Bu kültür Fransa’sının siyaset Fransa’sı olarak da hayatımızın orta yerinde durduğu bir hakikattir. Ama oradaki etkileşim edebiyata nazaran daha örtük kalmıştır. Tanzimat’tan yani modernleşmeden başlayarak Fransa’nın toplumsal ve sosyal düzenlemelerini bire bir taklit etmişizdir ama konu henüz analitik ve mukayeseli şekilde tartışılmamıştır. Kanunlarımızı da devlet düzenimizi de onlardan almışızdır. Ancak bu durum sadece genel çizgilerle bilinen bir konudur. Daha ayrıntılı çalışılsa birçok karanlık nokta aydınlanacaktır.
Sadece şunu söyleyeyim: Bizdeki ilk belediye 6. Daire-i Belediye Nizamatı adıyla 1854’te kurulur. İstanbul 14 belede (‘beled’ şehir demektir) ayrılır. İyi de neden ilk belediyenin adı ‘6. Daire’dir diye hiçbir şeyi merak etmeyen halkımız bir kere olsun sormaz da düşünmez de. O da benden olsun: Efendim, malum Paris şehri de bölgelere (‘arrondissement’) ayrılır. Bunların en gelişmişi de ‘6. (‘sixiéme) Bölge’dir ve St Germain’i de kapsayan bu mahalle Paris’in en ‘gelişmiş’ muhiti sayılır. Tanzimat Efendileri de ona özenerek en gelişmiş bölge Beyoğlu’dur diye, kurdukları ilk belediyeye ‘6. Daire’ demişlerdir. Var mıdır, olabilir mi daha ötesi?
Laikliği Fransa’dan aldık. Devrim düşüncesini Fransızlardan öğrendik. Eğitim sistemimiz tıpa tıp onlardan devşirildi. En önemlisi ‘cumhuriyet’ kavramını bize Fransızlar aktardı. Oysa sosyal dokumuza çok daha yakın olan Amerika ve cumhuriyeti ise hiç mi hiç bilinmedi. Amerika’ya ‘demokrasidir’ dedik ama cumhuriyet olduğunu hatırlamadık bile.
***
Bu şartlar altında Fransa’da yaşanan son seçimlere nasıl bakmalıyız?

● **Veri kümesi**

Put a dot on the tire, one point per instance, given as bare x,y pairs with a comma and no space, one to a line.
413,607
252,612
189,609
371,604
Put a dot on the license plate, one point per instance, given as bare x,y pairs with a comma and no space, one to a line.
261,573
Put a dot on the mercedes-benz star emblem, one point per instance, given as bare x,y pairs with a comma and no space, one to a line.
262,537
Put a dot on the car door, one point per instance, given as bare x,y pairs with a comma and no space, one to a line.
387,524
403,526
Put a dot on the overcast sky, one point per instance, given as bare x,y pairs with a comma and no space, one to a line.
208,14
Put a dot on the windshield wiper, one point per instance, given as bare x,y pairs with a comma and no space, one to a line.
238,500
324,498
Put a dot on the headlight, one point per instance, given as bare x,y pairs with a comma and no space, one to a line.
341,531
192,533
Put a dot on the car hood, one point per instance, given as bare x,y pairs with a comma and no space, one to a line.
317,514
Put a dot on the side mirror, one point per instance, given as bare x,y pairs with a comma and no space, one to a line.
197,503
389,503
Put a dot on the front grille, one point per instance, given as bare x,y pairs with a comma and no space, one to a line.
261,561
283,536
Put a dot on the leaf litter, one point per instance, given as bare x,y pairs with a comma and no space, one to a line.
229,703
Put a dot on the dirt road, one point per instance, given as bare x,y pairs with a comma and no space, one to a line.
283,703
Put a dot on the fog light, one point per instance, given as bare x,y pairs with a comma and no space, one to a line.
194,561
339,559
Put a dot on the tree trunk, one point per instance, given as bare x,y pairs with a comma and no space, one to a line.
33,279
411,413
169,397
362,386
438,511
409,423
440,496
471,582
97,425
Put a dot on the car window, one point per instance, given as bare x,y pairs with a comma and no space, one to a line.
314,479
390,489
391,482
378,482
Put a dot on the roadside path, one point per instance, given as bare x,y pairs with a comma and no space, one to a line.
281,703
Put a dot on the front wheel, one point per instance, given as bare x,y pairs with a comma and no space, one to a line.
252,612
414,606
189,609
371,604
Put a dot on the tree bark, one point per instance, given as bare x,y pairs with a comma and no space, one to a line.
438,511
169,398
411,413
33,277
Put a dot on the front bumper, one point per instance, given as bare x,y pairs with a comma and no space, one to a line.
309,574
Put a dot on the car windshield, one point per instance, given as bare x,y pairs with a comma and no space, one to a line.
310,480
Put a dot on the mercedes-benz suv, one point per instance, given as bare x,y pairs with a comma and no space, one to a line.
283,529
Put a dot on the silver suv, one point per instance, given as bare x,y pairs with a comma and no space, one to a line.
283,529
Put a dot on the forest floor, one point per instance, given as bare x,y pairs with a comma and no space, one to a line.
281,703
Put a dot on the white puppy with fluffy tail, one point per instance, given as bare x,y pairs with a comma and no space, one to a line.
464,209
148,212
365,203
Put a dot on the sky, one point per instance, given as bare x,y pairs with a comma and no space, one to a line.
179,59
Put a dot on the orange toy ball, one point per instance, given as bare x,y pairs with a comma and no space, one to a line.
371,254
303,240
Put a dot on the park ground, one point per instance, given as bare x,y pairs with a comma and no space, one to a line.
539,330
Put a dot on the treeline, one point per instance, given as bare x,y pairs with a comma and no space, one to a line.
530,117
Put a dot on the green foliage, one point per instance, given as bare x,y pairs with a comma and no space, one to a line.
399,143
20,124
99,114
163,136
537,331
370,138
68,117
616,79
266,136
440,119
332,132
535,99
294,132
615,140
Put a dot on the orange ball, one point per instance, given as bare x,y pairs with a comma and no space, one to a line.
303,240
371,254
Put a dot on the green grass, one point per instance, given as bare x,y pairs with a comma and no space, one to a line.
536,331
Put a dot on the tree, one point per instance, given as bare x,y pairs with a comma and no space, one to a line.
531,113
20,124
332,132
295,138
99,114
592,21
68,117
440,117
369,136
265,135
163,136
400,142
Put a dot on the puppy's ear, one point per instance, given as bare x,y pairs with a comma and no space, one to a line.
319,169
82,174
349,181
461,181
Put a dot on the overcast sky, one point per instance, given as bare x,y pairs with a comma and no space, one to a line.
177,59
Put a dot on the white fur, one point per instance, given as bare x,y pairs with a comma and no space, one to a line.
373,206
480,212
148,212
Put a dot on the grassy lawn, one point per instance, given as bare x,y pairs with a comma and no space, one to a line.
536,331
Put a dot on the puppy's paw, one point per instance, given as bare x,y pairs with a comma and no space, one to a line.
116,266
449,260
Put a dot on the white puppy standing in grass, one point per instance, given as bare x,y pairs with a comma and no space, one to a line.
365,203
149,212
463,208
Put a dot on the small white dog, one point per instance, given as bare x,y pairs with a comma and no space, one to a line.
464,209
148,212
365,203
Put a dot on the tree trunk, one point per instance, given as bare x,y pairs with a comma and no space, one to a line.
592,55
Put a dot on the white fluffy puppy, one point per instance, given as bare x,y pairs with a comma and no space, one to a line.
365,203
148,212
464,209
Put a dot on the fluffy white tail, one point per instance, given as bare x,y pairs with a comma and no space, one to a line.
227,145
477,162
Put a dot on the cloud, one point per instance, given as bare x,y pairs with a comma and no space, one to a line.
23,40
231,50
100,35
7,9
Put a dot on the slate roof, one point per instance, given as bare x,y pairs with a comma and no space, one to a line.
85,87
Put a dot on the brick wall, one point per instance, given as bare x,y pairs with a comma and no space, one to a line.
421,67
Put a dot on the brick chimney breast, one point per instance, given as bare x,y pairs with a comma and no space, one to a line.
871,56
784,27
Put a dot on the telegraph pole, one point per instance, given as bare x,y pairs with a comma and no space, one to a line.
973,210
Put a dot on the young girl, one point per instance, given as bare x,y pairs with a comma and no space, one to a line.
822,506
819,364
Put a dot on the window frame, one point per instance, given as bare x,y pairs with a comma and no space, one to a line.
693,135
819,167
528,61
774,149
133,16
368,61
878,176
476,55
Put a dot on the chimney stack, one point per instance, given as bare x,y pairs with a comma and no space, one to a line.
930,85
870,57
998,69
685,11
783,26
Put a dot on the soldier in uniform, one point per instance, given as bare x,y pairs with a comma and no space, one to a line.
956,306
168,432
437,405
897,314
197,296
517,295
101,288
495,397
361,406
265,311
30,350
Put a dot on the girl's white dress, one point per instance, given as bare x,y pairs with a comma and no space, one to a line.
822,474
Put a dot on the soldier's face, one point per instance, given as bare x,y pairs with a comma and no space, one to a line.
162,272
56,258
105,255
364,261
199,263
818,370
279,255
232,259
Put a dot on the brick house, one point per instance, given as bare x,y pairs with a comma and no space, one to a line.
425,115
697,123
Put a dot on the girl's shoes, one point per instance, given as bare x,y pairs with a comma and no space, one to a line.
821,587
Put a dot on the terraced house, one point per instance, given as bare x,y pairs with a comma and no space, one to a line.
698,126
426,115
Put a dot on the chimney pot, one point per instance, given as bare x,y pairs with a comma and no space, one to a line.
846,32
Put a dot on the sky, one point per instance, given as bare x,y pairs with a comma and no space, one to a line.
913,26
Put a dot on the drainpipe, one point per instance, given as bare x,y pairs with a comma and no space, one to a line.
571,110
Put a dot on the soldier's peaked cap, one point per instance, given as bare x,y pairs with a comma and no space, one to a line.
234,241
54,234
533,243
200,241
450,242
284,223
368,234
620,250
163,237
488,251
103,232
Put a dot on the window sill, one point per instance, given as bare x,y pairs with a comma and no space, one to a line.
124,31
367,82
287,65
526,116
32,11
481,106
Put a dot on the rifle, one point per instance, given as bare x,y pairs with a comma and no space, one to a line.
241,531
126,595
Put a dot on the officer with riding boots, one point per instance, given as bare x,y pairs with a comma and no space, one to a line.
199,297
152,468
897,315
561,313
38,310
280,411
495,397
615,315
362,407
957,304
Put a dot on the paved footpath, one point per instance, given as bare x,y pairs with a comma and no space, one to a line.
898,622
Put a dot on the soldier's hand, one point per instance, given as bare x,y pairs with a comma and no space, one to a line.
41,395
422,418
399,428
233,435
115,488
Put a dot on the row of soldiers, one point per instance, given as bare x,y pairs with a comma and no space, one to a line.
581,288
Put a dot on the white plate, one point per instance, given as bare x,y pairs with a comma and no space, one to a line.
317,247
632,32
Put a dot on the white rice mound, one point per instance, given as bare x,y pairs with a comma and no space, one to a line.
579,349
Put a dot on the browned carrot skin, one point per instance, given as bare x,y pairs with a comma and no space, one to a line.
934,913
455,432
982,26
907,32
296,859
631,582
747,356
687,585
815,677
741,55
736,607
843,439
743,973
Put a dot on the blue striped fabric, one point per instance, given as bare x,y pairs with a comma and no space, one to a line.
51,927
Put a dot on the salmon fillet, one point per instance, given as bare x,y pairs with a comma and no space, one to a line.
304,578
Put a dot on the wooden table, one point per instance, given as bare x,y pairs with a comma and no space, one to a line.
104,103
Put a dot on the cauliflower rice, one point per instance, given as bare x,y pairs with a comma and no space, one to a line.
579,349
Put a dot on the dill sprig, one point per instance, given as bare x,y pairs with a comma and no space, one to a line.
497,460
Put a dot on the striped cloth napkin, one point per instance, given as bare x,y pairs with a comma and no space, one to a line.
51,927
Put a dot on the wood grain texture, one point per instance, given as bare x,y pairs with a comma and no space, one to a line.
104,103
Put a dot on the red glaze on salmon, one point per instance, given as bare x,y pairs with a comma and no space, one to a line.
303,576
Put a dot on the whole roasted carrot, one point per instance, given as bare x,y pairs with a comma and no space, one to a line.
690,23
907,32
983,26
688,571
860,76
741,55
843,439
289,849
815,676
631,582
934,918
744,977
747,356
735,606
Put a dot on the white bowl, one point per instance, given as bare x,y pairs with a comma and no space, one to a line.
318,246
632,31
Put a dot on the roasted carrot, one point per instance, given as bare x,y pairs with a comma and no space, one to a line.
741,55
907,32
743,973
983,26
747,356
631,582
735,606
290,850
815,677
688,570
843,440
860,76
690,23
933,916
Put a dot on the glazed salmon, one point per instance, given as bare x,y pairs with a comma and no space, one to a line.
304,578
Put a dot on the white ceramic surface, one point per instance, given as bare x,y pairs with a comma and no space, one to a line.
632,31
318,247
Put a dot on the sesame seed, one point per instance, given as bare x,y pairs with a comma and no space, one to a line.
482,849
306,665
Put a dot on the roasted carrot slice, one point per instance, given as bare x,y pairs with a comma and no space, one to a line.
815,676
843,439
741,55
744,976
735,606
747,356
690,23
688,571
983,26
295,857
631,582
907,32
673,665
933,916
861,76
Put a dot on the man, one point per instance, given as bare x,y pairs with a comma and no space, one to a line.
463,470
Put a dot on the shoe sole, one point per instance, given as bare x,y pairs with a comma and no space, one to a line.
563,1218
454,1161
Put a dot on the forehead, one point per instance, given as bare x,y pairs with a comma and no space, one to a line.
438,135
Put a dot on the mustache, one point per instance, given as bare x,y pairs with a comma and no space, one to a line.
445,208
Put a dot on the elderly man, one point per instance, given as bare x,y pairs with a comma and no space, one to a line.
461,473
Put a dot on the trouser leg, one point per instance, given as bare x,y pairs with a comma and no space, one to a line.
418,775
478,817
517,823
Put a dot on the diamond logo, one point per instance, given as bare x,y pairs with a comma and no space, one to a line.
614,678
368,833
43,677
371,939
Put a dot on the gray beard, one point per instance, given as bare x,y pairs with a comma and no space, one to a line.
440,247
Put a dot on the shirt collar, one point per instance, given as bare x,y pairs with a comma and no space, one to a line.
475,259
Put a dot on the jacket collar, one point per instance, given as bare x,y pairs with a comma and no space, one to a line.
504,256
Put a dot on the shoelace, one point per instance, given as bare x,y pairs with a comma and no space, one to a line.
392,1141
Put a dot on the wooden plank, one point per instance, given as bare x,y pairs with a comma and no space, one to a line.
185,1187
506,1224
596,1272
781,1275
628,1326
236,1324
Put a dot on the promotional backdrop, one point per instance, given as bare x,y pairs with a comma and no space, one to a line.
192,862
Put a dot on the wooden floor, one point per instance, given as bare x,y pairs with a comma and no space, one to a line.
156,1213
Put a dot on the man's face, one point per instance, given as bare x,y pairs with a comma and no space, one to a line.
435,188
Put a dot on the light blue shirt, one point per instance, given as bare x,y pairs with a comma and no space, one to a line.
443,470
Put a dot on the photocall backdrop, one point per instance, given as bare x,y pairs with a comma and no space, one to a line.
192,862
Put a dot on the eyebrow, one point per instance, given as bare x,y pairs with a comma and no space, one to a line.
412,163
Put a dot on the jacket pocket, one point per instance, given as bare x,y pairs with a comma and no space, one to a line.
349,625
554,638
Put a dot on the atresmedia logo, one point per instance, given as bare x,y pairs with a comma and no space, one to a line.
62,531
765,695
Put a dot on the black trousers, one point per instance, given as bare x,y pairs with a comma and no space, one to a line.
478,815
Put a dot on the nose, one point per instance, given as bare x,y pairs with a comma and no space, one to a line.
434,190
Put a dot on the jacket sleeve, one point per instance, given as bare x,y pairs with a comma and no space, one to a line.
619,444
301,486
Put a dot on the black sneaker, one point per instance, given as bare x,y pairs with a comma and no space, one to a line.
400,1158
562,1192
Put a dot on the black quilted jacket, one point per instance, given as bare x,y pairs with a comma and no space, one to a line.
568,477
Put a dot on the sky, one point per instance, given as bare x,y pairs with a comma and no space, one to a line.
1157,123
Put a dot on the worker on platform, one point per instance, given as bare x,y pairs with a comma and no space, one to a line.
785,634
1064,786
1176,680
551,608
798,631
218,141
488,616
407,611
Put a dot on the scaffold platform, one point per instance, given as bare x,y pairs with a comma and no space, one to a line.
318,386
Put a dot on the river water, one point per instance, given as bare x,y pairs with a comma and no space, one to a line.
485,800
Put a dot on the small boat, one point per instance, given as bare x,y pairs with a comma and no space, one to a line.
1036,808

● **İstenen**
Sayfa alıntısına göre ilk belediye hangi adla ve hangi yılda kurulmuştur? Kayıtlar başka bir kaynaktan alınmıştır.

● **Çözüm**
İlk belediye 1854'te 6. Daire-i Belediye Nizamatı adıyla kurulmuştur.